___ Given records ___
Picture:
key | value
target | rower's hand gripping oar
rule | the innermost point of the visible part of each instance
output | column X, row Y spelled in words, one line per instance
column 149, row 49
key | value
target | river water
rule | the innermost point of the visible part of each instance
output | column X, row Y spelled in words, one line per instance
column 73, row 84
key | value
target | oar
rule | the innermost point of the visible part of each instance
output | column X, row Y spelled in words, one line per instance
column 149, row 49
___
___ Given records ___
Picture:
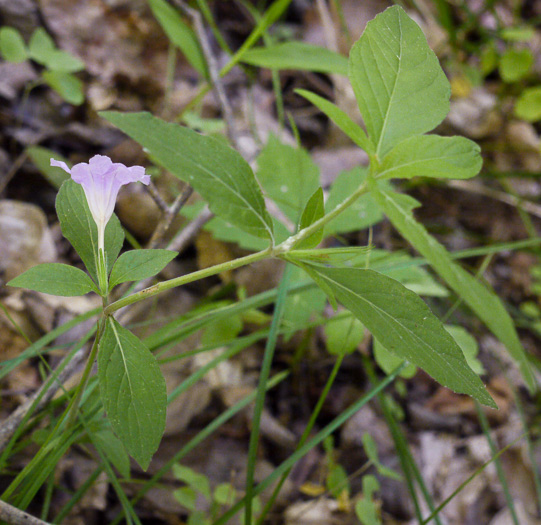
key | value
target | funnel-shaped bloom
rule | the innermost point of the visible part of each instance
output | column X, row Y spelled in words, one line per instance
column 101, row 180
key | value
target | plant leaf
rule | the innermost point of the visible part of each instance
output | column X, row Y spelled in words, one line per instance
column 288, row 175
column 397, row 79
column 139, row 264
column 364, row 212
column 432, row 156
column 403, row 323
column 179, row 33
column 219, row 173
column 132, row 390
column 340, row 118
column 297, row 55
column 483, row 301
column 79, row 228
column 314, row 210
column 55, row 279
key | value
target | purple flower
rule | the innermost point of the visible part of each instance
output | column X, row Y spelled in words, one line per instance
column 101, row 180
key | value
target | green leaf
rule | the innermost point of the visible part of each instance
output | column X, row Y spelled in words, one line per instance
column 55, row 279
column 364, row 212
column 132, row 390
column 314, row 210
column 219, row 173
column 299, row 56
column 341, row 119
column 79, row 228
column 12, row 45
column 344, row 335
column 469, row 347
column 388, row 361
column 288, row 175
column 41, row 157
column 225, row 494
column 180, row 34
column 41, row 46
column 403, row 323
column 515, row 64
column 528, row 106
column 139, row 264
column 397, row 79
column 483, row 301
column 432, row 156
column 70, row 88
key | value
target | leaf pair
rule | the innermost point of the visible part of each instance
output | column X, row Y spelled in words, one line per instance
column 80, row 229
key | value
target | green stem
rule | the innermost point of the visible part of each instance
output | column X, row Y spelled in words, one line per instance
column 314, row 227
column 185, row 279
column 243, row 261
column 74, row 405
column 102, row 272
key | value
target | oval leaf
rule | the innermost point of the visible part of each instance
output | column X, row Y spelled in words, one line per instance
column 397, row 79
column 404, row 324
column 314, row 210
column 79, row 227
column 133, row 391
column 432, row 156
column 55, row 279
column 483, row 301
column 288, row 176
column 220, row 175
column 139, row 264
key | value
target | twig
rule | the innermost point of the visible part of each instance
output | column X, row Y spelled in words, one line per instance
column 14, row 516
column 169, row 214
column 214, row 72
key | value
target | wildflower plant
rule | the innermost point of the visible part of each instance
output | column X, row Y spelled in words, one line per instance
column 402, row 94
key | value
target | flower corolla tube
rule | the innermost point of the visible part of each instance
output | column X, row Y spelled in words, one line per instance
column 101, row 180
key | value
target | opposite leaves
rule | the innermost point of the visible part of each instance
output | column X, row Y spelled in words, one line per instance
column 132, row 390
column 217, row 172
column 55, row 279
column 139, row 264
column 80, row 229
___
> [Task prompt] Lines containing the word "leaf" are to be pulled from the records and copied.

> [Exercise response]
target | plant leaf
target | green leaf
target | leaf pair
target | oval leaf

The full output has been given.